>> start Data to use
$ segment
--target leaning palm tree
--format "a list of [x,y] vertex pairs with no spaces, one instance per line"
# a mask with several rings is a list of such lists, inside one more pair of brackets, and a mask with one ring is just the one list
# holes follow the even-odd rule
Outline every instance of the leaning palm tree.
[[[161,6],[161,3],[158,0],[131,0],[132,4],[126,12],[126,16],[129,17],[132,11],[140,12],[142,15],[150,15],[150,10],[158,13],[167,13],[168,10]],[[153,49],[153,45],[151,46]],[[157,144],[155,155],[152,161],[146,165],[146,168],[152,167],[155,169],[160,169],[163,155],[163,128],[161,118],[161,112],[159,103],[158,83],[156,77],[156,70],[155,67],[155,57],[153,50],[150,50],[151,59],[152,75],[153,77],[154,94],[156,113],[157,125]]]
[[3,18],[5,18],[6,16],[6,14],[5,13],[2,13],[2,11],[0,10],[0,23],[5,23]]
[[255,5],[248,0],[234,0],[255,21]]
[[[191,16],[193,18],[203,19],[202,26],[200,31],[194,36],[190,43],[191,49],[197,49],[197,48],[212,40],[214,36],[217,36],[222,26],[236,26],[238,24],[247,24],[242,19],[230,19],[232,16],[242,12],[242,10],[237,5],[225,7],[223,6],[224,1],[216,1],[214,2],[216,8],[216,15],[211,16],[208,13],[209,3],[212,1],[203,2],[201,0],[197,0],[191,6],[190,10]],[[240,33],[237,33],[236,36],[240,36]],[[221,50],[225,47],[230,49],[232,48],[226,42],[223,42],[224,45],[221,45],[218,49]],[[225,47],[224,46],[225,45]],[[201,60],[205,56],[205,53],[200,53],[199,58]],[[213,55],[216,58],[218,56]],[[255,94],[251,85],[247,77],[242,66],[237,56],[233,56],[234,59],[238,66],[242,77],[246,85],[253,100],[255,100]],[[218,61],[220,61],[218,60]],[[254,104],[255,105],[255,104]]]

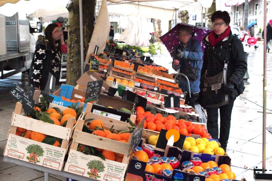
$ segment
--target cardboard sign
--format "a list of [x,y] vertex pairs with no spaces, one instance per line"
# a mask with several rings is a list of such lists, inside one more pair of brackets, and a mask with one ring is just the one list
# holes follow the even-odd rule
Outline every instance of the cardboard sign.
[[161,89],[161,92],[160,92],[160,93],[161,94],[163,94],[166,96],[169,96],[171,94],[174,94],[176,96],[178,96],[180,98],[182,99],[185,99],[185,96],[186,95],[185,94],[180,93],[172,90],[164,89]]
[[[161,148],[163,149],[165,149],[166,145],[168,140],[166,139],[166,134],[167,131],[165,129],[162,129],[160,132],[160,136],[159,136],[159,139],[158,139],[156,145],[156,147],[158,148]],[[174,135],[174,136],[176,135]],[[179,134],[179,138],[177,141],[174,142],[173,146],[182,149],[185,140],[186,136],[185,135]],[[176,140],[175,140],[176,141]]]
[[132,154],[135,148],[138,146],[141,141],[141,138],[143,133],[143,128],[145,119],[145,118],[144,118],[141,122],[138,124],[133,131],[128,156]]
[[179,108],[179,97],[174,94],[170,94],[168,97],[164,97],[164,107]]
[[23,108],[28,114],[31,113],[33,108],[37,104],[19,83],[17,83],[11,89],[9,94],[14,99],[21,103]]
[[103,80],[100,80],[88,83],[85,103],[95,101],[99,98],[103,81]]
[[159,93],[160,91],[159,88],[158,87],[156,87],[153,85],[144,84],[140,82],[135,82],[134,85],[136,87],[143,89],[147,90],[150,91],[152,91],[154,92]]

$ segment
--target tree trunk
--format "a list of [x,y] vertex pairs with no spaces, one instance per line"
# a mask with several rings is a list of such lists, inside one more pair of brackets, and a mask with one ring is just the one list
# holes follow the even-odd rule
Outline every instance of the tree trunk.
[[247,30],[247,17],[248,16],[248,0],[245,1],[245,12],[244,13],[244,30]]
[[212,24],[212,15],[216,11],[216,6],[215,4],[216,0],[213,0],[211,7],[206,9],[205,14],[205,19],[207,27],[211,28]]
[[[96,1],[82,0],[83,52],[87,54],[94,28]],[[81,75],[79,0],[70,0],[66,6],[69,12],[66,84],[74,86]]]

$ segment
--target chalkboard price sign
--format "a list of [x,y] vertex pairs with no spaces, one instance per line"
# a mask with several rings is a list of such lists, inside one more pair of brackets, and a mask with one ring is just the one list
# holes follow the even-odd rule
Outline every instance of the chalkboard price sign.
[[99,98],[103,81],[100,80],[88,83],[85,96],[85,103]]
[[11,89],[9,94],[13,99],[21,103],[23,108],[28,114],[31,113],[33,108],[37,105],[32,98],[18,83]]
[[145,118],[143,119],[141,122],[137,125],[137,126],[133,131],[128,156],[132,154],[134,149],[138,146],[141,141],[141,138],[143,134],[143,129],[144,127],[145,119]]

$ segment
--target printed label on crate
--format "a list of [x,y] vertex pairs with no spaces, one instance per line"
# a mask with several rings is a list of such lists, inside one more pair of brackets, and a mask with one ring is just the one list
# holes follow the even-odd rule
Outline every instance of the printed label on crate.
[[163,95],[166,95],[166,96],[168,96],[170,94],[174,94],[176,96],[180,97],[181,98],[183,99],[184,99],[184,98],[185,97],[185,94],[184,94],[176,92],[174,92],[172,90],[164,89],[161,89],[160,93],[161,94],[163,94]]
[[98,180],[123,180],[127,165],[71,150],[64,171]]
[[143,84],[142,83],[135,82],[134,84],[136,87],[139,88],[143,89],[145,89],[150,91],[152,91],[154,92],[158,93],[159,91],[159,88],[153,85]]
[[66,150],[10,134],[4,155],[61,170]]
[[101,111],[94,109],[93,111],[93,113],[96,114],[98,114],[98,115],[100,115],[100,116],[102,116],[105,117],[109,118],[112,118],[112,119],[117,119],[117,120],[119,120],[119,121],[121,120],[121,116],[118,116],[118,115],[114,114],[111,113],[109,113]]
[[32,97],[29,96],[22,87],[18,83],[9,91],[9,94],[14,99],[22,103],[23,108],[28,114],[33,111],[33,108],[37,105]]

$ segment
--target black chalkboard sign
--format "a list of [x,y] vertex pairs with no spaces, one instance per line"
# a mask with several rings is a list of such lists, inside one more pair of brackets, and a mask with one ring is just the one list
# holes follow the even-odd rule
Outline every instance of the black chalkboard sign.
[[135,148],[138,145],[141,141],[145,119],[145,118],[143,119],[133,131],[128,157],[132,154]]
[[27,113],[30,114],[33,108],[37,105],[32,98],[29,96],[23,87],[17,83],[10,90],[9,94],[16,101],[20,102],[22,105],[23,108]]
[[88,83],[85,96],[85,103],[99,98],[103,81],[103,80],[100,80]]

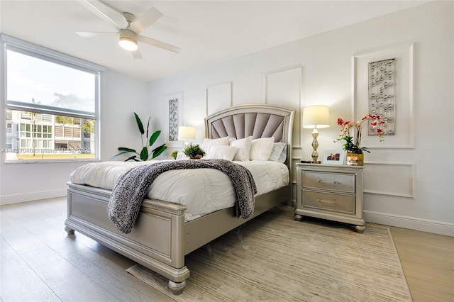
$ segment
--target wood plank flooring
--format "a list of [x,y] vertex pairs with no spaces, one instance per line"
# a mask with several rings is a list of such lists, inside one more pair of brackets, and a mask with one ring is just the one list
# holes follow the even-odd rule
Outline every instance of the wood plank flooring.
[[[169,301],[134,262],[64,230],[66,198],[0,207],[1,301]],[[415,302],[454,301],[454,237],[390,228]]]

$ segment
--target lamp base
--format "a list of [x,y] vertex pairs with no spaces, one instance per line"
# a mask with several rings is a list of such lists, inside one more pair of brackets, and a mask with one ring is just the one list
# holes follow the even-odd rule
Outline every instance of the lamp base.
[[319,158],[319,153],[317,152],[317,148],[319,147],[319,142],[317,141],[317,137],[319,136],[319,131],[315,128],[312,131],[312,138],[314,140],[312,140],[312,148],[314,148],[314,151],[312,151],[312,162],[314,164],[320,163],[320,162],[317,162],[317,159]]

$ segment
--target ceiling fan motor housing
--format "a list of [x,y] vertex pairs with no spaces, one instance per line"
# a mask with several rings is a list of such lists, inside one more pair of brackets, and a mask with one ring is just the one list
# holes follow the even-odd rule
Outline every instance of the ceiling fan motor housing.
[[129,29],[121,29],[120,45],[128,50],[137,50],[137,34]]

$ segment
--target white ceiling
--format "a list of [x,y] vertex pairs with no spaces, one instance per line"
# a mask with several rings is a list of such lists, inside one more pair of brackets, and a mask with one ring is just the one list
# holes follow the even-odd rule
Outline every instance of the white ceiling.
[[81,38],[74,32],[115,29],[76,1],[0,0],[0,32],[149,82],[428,1],[106,2],[138,17],[155,6],[164,16],[142,35],[180,47],[182,52],[141,44],[143,58],[137,60],[115,38]]

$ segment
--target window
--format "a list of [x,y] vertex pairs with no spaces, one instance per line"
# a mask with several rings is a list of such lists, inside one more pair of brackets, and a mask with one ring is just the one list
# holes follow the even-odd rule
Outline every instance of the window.
[[2,150],[7,162],[99,159],[98,107],[104,69],[1,37],[6,92]]

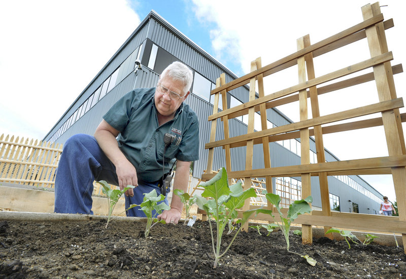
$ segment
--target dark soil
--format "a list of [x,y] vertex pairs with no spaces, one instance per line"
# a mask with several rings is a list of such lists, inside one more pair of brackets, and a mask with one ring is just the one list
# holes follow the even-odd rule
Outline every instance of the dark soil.
[[[214,223],[213,223],[214,224]],[[292,251],[317,261],[312,266],[288,252],[280,231],[269,236],[240,232],[213,268],[208,222],[192,227],[157,224],[145,238],[145,223],[106,221],[0,221],[0,278],[382,278],[406,274],[402,247],[353,244],[322,237]],[[223,236],[228,245],[233,236]]]

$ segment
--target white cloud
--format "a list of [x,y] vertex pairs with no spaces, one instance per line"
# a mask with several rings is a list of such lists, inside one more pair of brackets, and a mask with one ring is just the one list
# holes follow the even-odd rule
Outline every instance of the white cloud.
[[140,22],[125,0],[0,2],[0,133],[42,139]]

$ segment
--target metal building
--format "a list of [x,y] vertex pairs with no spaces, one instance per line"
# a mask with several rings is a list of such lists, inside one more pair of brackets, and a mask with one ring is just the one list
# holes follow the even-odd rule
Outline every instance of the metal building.
[[[136,64],[141,60],[141,68]],[[154,11],[151,11],[106,65],[97,74],[51,129],[44,140],[63,143],[71,135],[79,133],[92,135],[103,116],[120,98],[134,88],[156,85],[159,75],[174,61],[180,61],[193,72],[192,93],[186,103],[194,111],[200,124],[199,160],[194,162],[193,175],[200,178],[207,167],[208,152],[205,144],[209,142],[211,125],[207,121],[213,112],[213,98],[210,92],[216,79],[225,73],[226,82],[237,78],[230,70],[187,38]],[[227,93],[227,107],[248,101],[248,87],[240,87]],[[219,106],[221,109],[222,106]],[[292,121],[276,109],[267,110],[268,127],[286,125]],[[256,115],[259,117],[259,115]],[[248,117],[248,116],[247,116]],[[247,119],[240,117],[229,120],[230,136],[246,133]],[[218,123],[217,138],[223,138],[222,123]],[[258,129],[260,129],[260,128]],[[290,140],[271,143],[271,165],[283,166],[300,163],[300,140]],[[253,168],[262,168],[262,145],[255,146]],[[317,162],[315,142],[311,138],[311,162]],[[337,161],[325,150],[327,161]],[[245,169],[245,147],[231,150],[232,170]],[[224,152],[215,151],[213,169],[225,165]],[[300,178],[274,178],[274,193],[289,204],[301,195]],[[376,214],[383,195],[357,176],[328,177],[331,209],[342,212]],[[318,178],[312,178],[314,207],[321,207]]]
>> end Data to use
» **What to do**
Retype the lines of the collected data from the start of the records through the line containing "[[255,5],[248,0],[234,0],[255,21]]", including that line.

» **The completed task**
$ segment
--target leaning palm tree
--format "a list of [x,y] vertex pairs with no spaces, one instance per line"
# a mask with several rings is a list of such lists, inside one more pair of brackets, and a mask with one ring is just the one list
# holes follow the even-odd rule
Outline every instance of the leaning palm tree.
[[[161,6],[161,3],[158,0],[131,0],[132,4],[126,12],[126,16],[129,17],[132,11],[140,12],[142,15],[150,15],[150,10],[158,13],[167,13],[168,10]],[[153,49],[153,45],[151,46]],[[157,144],[155,155],[152,161],[146,165],[146,168],[152,167],[155,169],[160,169],[163,155],[163,128],[161,118],[161,112],[159,103],[158,83],[156,77],[156,70],[155,67],[155,57],[153,50],[150,50],[151,59],[152,75],[153,77],[154,94],[156,113],[157,125]]]
[[3,18],[5,18],[6,16],[6,14],[5,13],[2,13],[2,11],[0,10],[0,23],[5,23]]
[[255,5],[248,0],[234,0],[255,21]]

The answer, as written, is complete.